# REQUIRED WORK
Extract every line of the listing below and reproduce each one unchanged.
━━━ DATA TO USE ━━━
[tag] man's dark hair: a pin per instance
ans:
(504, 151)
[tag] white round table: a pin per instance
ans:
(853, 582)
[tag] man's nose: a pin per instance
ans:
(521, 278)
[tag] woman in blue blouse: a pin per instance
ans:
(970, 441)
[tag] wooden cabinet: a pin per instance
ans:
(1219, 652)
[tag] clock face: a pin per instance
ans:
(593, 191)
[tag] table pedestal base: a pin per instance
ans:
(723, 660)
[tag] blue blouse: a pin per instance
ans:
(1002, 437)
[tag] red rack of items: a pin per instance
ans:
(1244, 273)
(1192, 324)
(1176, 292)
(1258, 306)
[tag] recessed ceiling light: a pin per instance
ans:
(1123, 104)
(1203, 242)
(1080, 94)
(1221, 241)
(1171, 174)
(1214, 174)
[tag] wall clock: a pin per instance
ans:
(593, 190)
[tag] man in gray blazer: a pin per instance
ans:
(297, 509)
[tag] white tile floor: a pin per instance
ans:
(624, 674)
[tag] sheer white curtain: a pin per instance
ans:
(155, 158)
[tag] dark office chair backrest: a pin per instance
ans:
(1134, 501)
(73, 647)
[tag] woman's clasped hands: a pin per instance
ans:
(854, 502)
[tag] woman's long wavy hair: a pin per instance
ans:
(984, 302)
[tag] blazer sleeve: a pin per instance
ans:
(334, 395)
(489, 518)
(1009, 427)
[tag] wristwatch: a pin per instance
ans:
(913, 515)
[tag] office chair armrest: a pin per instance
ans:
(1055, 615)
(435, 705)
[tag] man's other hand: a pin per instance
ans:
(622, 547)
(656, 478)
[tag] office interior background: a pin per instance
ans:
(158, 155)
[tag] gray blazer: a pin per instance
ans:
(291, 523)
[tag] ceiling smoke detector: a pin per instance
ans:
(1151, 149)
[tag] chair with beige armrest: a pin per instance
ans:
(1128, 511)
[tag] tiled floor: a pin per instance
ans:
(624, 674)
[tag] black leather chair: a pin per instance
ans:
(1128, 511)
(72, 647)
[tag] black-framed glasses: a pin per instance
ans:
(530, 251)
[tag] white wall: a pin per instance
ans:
━━━
# RESULT OF THIS EXERCISE
[tag] man's dark hair: a pin per instance
ans:
(504, 151)
[tag] white round table: a pin per instance
ans:
(853, 582)
[tag] man's nose: a pin per instance
ans:
(521, 278)
[tag] woman in blue blouse: a pin per instance
ans:
(970, 441)
[tag] wooden cabinet: a pin per instance
ans:
(1219, 652)
[tag] clock face: a pin per instance
ans:
(593, 191)
[tag] table pedestal base: a pin per instance
ans:
(723, 660)
[tag] blue blouse: a pin per instance
ans:
(1002, 437)
[tag] red rack of items: a pin per instance
ans:
(1244, 273)
(1192, 324)
(1176, 292)
(1258, 306)
[tag] recessed ceiling light: a pin per instance
ans:
(1123, 104)
(1203, 242)
(1080, 94)
(1221, 241)
(1171, 174)
(1214, 174)
[tag] wall clock: a pin per instance
ans:
(593, 190)
[tag] man in gray blazer: a pin per instance
ans:
(297, 509)
[tag] white tile floor: a pin per instance
ans:
(624, 674)
[tag] sheer white curtain: a pin per instance
ans:
(155, 158)
[tag] dark office chair backrest: a pin per instance
ans:
(1134, 501)
(73, 647)
[tag] woman's clasped hands: a pin per instance
ans:
(854, 502)
[tag] woman's long wavy hair: a pin per instance
ans:
(984, 302)
[tag] blazer sleeve: a pin per instance
ans:
(334, 395)
(489, 518)
(1009, 427)
[tag] wristwatch: a pin per instance
ans:
(913, 515)
[tag] office chair armrest: a pin per instance
ans:
(1055, 615)
(435, 705)
[tag] man's other hand: a pin per instance
ans:
(622, 547)
(656, 478)
[tag] office interior background: a pin per instance
ans:
(158, 155)
[tag] gray blazer: a pin per instance
ans:
(291, 523)
[tag] ceiling smoke detector: a pin per instance
ans:
(1151, 149)
[tag] chair with beige armrest: a pin per instance
ans:
(1128, 511)
[tag] tiled floor: a pin per instance
ans:
(624, 674)
[tag] black leather chair: a pin per instance
ans:
(1128, 511)
(72, 647)
[tag] black-framed glasses: a pin per instance
ans:
(530, 251)
[tag] white wall: a pin per instance
ans:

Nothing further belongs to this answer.